> Blok Teks:
※
PEKANBARU, AmiraRiau.com– Gubernur Riau (Gubri) Abdul Wahid menyatakan bahwa pengawasan terhadap hutan di wilayah Riau memerlukan perhatian khusus dan mendesak. Menurutnya, luasnya kawasan hutan yang harus dijaga tidak sebanding dengan jumlah personel polisi hutan (Polhut) yang tersedia saat ini, sehingga pengawasan tidak dapat dilakukan secara optimal.
"Ya, karena memang dari jumlah kawasan [hutan] yang sudah dietapkan dengan personel yang ada memang kurang memadai," katanya di Lanud Rsn Pekanbaru, Selasa (10/6/2025).
Dijelaskan, saat ini jumlah personel bertugas sebagai Polisi Kehutanan (Polhut) sangat jauh dari cukup untuk menangani pengawasan hutan yang begitu luas. Ia menambahkan, kawasan hutan yang harus diawasi meliputi hutan lindung, hutan produksi, hingga hutan konservasi yang masing-masing memiliki tantangan tersendiri dalam pengelolaannya.
※
> Catatan yang Diberikan:
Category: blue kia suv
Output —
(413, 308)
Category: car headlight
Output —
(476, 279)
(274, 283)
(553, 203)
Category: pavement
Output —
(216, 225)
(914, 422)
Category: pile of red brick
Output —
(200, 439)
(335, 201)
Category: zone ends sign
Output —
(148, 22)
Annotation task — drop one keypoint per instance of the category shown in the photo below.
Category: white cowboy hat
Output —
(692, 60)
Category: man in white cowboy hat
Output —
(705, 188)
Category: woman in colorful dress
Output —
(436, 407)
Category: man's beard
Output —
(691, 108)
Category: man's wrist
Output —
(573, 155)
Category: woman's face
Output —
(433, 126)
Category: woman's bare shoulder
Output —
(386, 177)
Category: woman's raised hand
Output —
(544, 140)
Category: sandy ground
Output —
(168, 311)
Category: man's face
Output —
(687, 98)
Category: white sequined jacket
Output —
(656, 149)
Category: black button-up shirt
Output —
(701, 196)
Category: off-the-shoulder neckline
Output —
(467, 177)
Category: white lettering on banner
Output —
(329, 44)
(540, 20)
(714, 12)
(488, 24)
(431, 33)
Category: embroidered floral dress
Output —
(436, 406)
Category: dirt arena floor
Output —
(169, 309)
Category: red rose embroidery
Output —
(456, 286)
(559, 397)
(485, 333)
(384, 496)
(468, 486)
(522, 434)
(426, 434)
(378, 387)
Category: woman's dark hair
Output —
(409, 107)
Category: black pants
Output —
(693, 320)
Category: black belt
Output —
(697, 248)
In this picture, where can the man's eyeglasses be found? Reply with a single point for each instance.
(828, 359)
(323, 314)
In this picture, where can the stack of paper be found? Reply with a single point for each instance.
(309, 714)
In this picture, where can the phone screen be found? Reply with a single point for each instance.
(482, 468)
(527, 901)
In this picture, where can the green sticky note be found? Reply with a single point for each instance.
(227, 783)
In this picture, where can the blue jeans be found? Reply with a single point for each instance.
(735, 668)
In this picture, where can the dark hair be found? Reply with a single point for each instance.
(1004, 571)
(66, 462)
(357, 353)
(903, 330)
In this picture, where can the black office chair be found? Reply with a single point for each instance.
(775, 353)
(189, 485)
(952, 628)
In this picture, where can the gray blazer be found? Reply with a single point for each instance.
※
> Deskripsi Tugas: Salinlah tanpa perubahan bagian dari berita tentang pengawasan hutan di Riau, yakni rentang mulai "PEKANBARU, AmiraRiau.com– Gubernur" hingga "tersendiri dalam pengelolaannya.".

> Keluaran Lengkap:
PEKANBARU, AmiraRiau.com– Gubernur Riau (Gubri) Abdul Wahid menyatakan bahwa pengawasan terhadap hutan di wilayah Riau memerlukan perhatian khusus dan mendesak. Menurutnya, luasnya kawasan hutan yang harus dijaga tidak sebanding dengan jumlah personel polisi hutan (Polhut) yang tersedia saat ini, sehingga pengawasan tidak dapat dilakukan secara optimal.
"Ya, karena memang dari jumlah kawasan [hutan] yang sudah dietapkan dengan personel yang ada memang kurang memadai," katanya di Lanud Rsn Pekanbaru, Selasa (10/6/2025).
Dijelaskan, saat ini jumlah personel bertugas sebagai Polisi Kehutanan (Polhut) sangat jauh dari cukup untuk menangani pengawasan hutan yang begitu luas. Ia menambahkan, kawasan hutan yang harus diawasi meliputi hutan lindung, hutan produksi, hingga hutan konservasi yang masing-masing memiliki tantangan tersendiri dalam pengelolaannya.